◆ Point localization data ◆
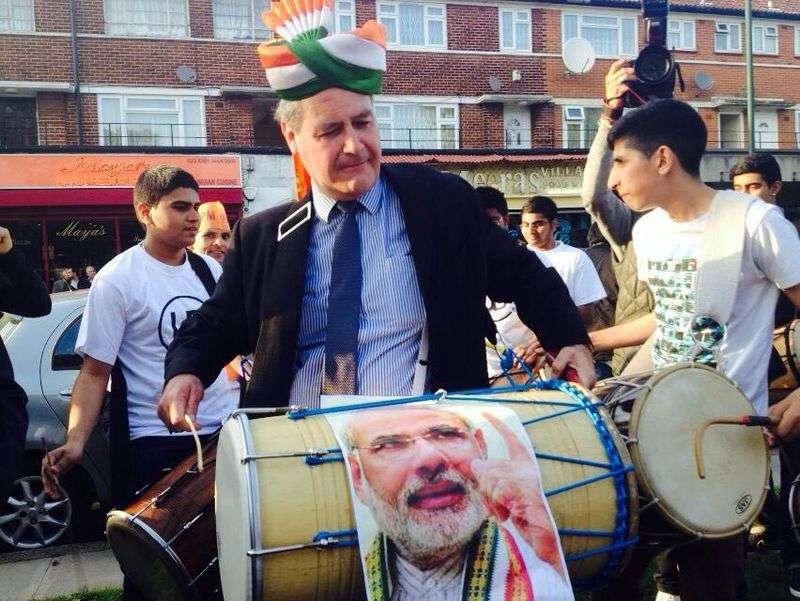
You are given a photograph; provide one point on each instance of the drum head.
(665, 416)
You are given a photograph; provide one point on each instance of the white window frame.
(256, 33)
(797, 40)
(740, 142)
(442, 122)
(762, 31)
(390, 10)
(518, 16)
(344, 9)
(182, 140)
(11, 24)
(797, 127)
(151, 30)
(725, 27)
(575, 113)
(683, 44)
(581, 16)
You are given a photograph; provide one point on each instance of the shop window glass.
(78, 242)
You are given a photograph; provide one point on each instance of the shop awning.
(107, 179)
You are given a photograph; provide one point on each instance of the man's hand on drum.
(511, 491)
(531, 353)
(787, 414)
(181, 396)
(579, 358)
(58, 462)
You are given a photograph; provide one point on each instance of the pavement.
(58, 571)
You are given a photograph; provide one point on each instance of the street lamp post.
(748, 57)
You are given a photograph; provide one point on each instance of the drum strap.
(721, 255)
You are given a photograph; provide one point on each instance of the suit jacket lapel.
(284, 287)
(419, 224)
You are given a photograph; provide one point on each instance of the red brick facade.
(230, 77)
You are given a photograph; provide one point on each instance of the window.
(16, 15)
(344, 15)
(765, 39)
(151, 121)
(731, 130)
(580, 125)
(728, 37)
(239, 20)
(18, 122)
(680, 35)
(609, 36)
(515, 30)
(428, 126)
(64, 355)
(152, 18)
(413, 24)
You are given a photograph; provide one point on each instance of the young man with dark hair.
(717, 255)
(135, 306)
(539, 222)
(758, 174)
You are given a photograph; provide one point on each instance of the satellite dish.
(186, 74)
(703, 81)
(578, 55)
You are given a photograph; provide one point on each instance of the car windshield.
(8, 323)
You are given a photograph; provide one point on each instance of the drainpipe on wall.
(76, 70)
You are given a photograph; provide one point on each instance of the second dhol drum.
(285, 517)
(661, 414)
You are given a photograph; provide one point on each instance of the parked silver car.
(42, 351)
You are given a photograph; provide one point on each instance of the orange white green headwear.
(308, 57)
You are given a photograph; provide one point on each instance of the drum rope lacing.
(616, 468)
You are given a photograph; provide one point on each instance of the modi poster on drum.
(448, 502)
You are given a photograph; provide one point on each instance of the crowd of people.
(394, 280)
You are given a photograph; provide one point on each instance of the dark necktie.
(344, 306)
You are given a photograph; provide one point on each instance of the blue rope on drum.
(616, 468)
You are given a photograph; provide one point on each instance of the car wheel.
(31, 520)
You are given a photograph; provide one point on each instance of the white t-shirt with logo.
(135, 306)
(576, 269)
(667, 254)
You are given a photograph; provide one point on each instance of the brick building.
(475, 87)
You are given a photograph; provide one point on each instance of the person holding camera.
(686, 260)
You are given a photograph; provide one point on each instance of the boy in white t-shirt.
(135, 305)
(657, 151)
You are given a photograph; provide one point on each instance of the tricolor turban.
(309, 58)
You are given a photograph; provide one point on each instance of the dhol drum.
(786, 341)
(165, 540)
(662, 414)
(285, 520)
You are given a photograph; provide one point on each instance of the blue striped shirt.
(392, 310)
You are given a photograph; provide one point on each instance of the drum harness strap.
(615, 467)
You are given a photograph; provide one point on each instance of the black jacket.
(459, 256)
(22, 292)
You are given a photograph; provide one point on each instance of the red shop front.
(73, 210)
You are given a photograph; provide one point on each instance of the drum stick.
(197, 445)
(736, 420)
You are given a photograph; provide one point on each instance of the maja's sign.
(553, 180)
(41, 171)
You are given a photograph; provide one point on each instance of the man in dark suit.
(429, 257)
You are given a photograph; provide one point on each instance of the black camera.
(655, 68)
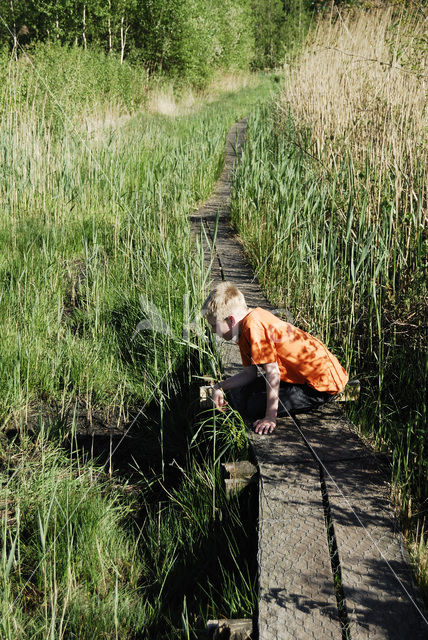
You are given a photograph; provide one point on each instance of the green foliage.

◆ WHAT YOU HAVE TO DO ◆
Could you repeat all of the entries exactly, without any of the images?

◆ EXERCISE RESPONSE ◆
You are given a photograph; provide one point on each instance of the drum head.
(665, 416)
You are given a photograph; provide one point on each instance of the white window frame.
(256, 33)
(797, 40)
(740, 142)
(442, 122)
(762, 31)
(390, 10)
(518, 16)
(344, 9)
(182, 140)
(11, 24)
(797, 127)
(151, 30)
(725, 27)
(575, 113)
(683, 44)
(581, 16)
You are given a photograph; provide one point on each instance of the shop window glass.
(78, 242)
You are given a photograph; provide one point on each instance of the shop awning.
(107, 179)
You are given a photograph; provide one point on each instance of the man's hand on drum.
(511, 491)
(531, 353)
(787, 414)
(181, 396)
(579, 358)
(58, 462)
You are given a photograph; provide one point on each instance of the pavement.
(58, 571)
You are given a photograph; provide one point on each instance of the street lamp post.
(748, 57)
You are given a photograph; provide one point on each instance of the drum strap.
(721, 255)
You are given a photograph; provide one point on each instance of the suit jacket lapel.
(284, 287)
(419, 224)
You are given a photograph; provide one point on each instance of the red brick facade.
(230, 77)
You are given a photograph; provide one point on each instance of the window.
(16, 15)
(344, 15)
(765, 39)
(151, 121)
(731, 130)
(580, 125)
(728, 37)
(239, 20)
(18, 122)
(680, 35)
(609, 36)
(515, 30)
(428, 126)
(64, 355)
(152, 18)
(413, 24)
You are given a photograph; provide one point on each instance of the young man with dark hair.
(717, 255)
(135, 306)
(539, 222)
(758, 174)
You are given a photograph; provide one point on each instance of the satellite dish.
(186, 74)
(703, 81)
(578, 55)
You are given a photograph; provide one point on each instance of the car windshield.
(8, 323)
You are given a photograph; provide one point on each instance of the drainpipe on wall.
(76, 70)
You are given a photograph; provide one point on each instance of the second dhol drum.
(285, 517)
(661, 414)
You are given a photograph; provide one point on each instance of the parked silver car.
(42, 351)
You are given a photograph; provide one point on each instance of the orange white green headwear.
(308, 57)
You are given a photograph; provide one point on each instance of the drum rope lacing.
(616, 468)
You are given a photograph; provide one point on each instance of the modi poster on drum.
(448, 502)
You are given a photograph; provide one point on each instance of the crowd of people.
(394, 280)
You are given a photograph; provide one point on each instance of the dark necktie.
(344, 306)
You are given a photograph; provide one point on each instance of the blue rope on drum.
(616, 468)
You are given a photograph; provide one point on each instance of the car wheel.
(31, 520)
You are given a photograph; provide one point on each instance of the white t-shirt with logo.
(135, 306)
(576, 269)
(667, 254)
You are given a photograph; provide one point on each instance of the brick building.
(475, 87)
You are given a photograph; provide one point on each instance of the person holding camera.
(686, 260)
You are given a photograph; provide one point on each instance of the boy in white t-shirt.
(135, 305)
(657, 151)
You are given a photograph; provide one point on each instance of the tricolor turban.
(309, 58)
You are given a photograph; provide one point on each instance of the dhol drum.
(786, 341)
(165, 540)
(662, 414)
(285, 520)
You are given a photograph; provide one point on each instance of the blue striped shirt.
(392, 310)
You are given a photograph; provide one point on each instance of the drum harness strap.
(615, 467)
You are given a photograph; provide one point on each instance of the black jacket.
(459, 256)
(22, 292)
You are given a photograph; provide one point on each instance of the red shop front.
(73, 210)
You are given a photograph; provide one point on each instance of the drum stick.
(197, 445)
(736, 420)
You are given a photograph; provide one point on each instance of the maja's sign.
(553, 180)
(41, 171)
You are given a photograph; provide one point on each instance of the man in dark suit.
(429, 257)
You are given a photograph; provide one point on each instance of the black camera.
(655, 68)
You are given a photograph; provide one point on each instance of the green foliage.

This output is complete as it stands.